(Referring expression pointing data)
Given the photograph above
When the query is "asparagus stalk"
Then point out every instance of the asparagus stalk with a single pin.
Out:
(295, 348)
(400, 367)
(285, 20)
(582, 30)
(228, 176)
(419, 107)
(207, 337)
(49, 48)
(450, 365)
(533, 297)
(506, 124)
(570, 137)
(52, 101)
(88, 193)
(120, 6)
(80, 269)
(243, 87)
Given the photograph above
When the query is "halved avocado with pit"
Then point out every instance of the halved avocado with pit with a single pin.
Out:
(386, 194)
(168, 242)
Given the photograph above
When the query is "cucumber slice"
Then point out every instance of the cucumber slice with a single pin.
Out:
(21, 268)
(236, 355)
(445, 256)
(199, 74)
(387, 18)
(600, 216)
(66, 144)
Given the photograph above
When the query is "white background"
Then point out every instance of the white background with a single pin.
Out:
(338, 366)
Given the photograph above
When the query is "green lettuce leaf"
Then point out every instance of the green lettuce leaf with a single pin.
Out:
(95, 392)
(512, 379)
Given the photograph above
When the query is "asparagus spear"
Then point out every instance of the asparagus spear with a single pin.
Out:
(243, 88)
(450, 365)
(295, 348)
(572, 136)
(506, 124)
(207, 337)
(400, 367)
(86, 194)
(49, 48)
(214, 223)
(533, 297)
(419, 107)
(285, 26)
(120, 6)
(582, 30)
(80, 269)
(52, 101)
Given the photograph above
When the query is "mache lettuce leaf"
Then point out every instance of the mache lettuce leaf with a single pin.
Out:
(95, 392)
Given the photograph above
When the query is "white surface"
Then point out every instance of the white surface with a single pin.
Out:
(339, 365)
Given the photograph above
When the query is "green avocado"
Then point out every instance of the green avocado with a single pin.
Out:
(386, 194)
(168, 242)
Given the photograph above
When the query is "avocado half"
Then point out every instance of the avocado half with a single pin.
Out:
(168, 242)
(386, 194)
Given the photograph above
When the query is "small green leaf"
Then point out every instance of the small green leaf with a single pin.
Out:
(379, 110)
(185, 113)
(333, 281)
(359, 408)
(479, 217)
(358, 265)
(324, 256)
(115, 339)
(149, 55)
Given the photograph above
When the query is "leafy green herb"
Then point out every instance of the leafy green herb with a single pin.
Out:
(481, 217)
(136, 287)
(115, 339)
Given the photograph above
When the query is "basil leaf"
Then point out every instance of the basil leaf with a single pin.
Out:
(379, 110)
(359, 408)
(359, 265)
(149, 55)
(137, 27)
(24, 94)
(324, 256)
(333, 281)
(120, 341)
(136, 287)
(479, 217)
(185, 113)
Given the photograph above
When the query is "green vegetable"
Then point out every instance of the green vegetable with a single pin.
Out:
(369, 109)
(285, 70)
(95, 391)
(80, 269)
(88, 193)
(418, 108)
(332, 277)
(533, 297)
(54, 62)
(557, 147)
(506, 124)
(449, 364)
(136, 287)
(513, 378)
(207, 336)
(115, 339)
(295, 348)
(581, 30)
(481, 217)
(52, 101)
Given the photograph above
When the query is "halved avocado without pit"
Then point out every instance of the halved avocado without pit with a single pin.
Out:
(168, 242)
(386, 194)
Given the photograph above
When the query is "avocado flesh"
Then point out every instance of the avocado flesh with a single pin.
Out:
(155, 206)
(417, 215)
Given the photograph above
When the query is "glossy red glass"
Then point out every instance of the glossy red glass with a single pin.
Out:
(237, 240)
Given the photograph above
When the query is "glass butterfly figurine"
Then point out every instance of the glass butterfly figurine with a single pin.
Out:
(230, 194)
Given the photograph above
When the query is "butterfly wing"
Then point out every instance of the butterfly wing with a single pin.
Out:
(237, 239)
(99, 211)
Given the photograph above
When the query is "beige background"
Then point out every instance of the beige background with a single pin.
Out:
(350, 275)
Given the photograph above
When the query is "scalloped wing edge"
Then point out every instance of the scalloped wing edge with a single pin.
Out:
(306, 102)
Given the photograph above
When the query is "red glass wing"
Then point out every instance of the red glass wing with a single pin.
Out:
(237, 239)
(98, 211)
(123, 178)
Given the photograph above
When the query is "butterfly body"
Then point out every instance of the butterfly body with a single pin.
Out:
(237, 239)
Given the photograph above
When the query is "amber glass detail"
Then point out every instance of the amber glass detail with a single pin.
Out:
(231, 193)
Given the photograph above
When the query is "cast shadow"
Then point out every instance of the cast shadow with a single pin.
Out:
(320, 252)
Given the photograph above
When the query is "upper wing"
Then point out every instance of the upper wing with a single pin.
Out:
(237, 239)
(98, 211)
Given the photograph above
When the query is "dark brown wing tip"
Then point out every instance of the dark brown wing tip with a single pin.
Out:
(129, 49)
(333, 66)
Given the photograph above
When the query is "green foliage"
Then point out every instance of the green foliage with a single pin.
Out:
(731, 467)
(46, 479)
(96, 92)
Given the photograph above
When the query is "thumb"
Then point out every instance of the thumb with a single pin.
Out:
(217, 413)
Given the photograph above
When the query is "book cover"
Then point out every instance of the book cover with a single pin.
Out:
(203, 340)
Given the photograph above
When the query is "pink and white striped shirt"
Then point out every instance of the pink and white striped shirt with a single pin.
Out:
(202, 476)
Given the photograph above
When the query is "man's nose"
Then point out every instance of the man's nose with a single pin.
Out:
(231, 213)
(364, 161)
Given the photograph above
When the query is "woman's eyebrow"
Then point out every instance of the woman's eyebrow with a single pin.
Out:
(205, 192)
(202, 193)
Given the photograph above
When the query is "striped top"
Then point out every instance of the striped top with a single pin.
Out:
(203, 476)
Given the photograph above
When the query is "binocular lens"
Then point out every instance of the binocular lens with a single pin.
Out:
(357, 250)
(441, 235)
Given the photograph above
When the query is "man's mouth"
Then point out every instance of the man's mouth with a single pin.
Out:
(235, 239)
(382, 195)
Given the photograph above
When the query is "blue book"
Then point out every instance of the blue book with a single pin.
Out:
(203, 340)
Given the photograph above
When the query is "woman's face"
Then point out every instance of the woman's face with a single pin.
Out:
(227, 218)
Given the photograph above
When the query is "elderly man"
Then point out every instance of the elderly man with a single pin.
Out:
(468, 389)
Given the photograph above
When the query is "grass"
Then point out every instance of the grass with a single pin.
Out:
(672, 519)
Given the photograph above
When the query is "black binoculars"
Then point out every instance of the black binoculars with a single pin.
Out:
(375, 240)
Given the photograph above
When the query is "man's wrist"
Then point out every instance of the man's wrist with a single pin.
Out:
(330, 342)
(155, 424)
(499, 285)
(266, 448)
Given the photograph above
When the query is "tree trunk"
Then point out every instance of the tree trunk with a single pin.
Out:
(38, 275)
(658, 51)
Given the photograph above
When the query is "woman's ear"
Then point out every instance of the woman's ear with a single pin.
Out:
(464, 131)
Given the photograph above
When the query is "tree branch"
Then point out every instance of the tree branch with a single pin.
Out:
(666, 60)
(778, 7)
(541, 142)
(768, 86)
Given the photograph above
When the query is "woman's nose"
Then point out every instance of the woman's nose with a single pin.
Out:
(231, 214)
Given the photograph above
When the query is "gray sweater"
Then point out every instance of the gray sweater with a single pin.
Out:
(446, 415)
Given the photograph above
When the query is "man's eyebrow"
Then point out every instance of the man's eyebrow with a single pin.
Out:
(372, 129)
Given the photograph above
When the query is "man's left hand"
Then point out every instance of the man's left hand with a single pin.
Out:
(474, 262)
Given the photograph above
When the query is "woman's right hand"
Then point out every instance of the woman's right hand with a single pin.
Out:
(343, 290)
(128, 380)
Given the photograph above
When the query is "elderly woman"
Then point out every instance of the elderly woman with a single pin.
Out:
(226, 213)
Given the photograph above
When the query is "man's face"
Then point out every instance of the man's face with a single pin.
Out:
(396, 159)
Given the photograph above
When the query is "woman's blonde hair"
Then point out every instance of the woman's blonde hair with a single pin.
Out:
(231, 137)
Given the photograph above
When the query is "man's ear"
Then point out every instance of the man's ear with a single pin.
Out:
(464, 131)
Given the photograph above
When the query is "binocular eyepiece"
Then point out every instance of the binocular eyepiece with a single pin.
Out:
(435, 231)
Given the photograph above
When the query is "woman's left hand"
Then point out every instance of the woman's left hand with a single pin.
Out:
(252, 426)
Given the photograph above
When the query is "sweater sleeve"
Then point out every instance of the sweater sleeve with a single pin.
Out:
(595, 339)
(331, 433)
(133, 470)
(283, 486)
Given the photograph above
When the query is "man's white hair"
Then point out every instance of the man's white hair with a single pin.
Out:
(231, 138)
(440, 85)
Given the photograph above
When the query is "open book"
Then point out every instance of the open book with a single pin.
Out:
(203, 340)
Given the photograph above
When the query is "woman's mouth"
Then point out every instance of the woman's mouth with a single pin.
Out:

YOUR ASSIGNMENT:
Copy out all lines above holding "black".

WRITTEN RESPONSE:
When the query is "black binoculars"
Then point out every instance of the black binoculars with a single pin.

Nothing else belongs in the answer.